YOUR ASSIGNMENT - Below are records to be copied exactly; their pictures are to be omitted.

[[ WORKING DATA, beginning ]]

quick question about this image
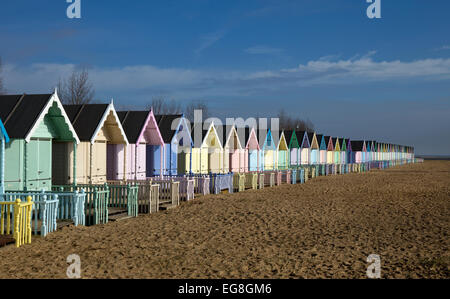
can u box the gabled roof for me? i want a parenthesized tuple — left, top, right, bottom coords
(284, 130, 299, 149)
(235, 126, 259, 150)
(0, 92, 79, 143)
(216, 124, 242, 149)
(324, 136, 333, 151)
(117, 111, 150, 144)
(191, 121, 222, 148)
(296, 130, 309, 148)
(257, 129, 275, 149)
(155, 114, 187, 144)
(317, 134, 326, 150)
(65, 101, 127, 144)
(0, 118, 9, 143)
(277, 131, 288, 150)
(338, 138, 346, 151)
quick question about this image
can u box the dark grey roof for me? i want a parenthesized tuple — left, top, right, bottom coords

[[ WORKING DATA, end ]]

RESPONSE AREA -
quick question about this image
can u box the gabled roof for me? i want a parenthesized tuple — left, top, right, bottom coords
(284, 130, 299, 149)
(235, 126, 259, 150)
(0, 92, 79, 143)
(216, 124, 242, 149)
(324, 136, 333, 151)
(117, 111, 150, 144)
(191, 121, 222, 148)
(296, 130, 309, 148)
(257, 129, 275, 149)
(155, 114, 187, 144)
(317, 134, 326, 150)
(65, 101, 127, 144)
(0, 118, 9, 143)
(277, 131, 288, 150)
(338, 138, 346, 151)
quick question about this image
can u box the dark grey roof for me? i want a parenthesized tuple — left, top, right, bottom coords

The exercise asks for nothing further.